Dans le rôle-titre, le baryton italien Franco Vassallo – qui a chanté cette partie rien moins qu'au Met – campe un formidable Falstaff, à la diction impeccable, à la voix saine et généreuse, à l'aisance scénique indéniable. Son interprétation vocale culmine dans un « Mondo ladro » grandiose et touchant, où le médium de la voix donne support à un superbe phrasé (« Ber del vin dolce ») qui rend pleinement compte de ce moment majeur de l'ouvrage. Autour de lui, le plateau est dominé par la magnifique Alice de Maija Kovalevska qui phrase - malgré sa voix corsée - avec scrupule et élégance, ne sacrifiant jamais les mots au bénéfice de la chaleur et de la rondeur du timbre. Le Ford du baryton oudmourte Konstantin Shushakov n'est pas en reste, avec une voix robuste et bien placée, qui fait merveille dans un monologue (« E sogno ? O realta ? ») qu'il charge de rage et de douleur.

■ Lignes de données
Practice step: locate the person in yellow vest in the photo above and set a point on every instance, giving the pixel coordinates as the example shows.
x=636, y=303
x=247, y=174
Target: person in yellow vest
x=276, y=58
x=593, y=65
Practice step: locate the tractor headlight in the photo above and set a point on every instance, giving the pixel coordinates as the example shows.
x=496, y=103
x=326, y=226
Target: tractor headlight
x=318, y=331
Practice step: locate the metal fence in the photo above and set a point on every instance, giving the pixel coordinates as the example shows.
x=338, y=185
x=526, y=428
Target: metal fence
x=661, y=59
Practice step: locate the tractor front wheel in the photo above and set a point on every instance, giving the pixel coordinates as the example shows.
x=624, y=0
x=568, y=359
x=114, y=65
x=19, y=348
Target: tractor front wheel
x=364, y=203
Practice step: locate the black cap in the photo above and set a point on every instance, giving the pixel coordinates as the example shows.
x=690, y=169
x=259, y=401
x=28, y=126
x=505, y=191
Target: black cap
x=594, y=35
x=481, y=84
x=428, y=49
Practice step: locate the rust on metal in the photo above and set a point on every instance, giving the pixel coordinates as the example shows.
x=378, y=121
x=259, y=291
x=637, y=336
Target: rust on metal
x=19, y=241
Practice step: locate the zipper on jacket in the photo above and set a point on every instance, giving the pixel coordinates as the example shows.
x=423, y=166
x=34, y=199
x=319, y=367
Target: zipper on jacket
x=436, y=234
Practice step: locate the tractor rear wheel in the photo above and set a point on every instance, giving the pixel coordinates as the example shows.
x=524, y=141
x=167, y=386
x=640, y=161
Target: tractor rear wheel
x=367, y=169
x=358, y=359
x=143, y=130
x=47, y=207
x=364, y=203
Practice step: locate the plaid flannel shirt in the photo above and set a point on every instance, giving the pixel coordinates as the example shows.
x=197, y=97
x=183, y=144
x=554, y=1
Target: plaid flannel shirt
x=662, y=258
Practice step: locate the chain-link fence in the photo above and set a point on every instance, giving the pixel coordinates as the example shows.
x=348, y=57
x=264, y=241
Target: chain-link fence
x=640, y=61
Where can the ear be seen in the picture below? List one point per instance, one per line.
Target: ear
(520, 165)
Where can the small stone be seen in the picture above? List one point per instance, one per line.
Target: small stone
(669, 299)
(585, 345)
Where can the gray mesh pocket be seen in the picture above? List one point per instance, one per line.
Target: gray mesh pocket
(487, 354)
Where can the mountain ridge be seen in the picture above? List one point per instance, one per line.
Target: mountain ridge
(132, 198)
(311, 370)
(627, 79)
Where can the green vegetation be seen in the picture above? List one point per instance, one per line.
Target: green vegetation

■ À faire
D'après l'extrait, de quoi Konstantin Shushakov charge-t-il le monologue « E sogno ? O realta ? » ? Appuyez-vous uniquement sur l'extrait.

■ Réponse
Il le charge de rage et de douleur.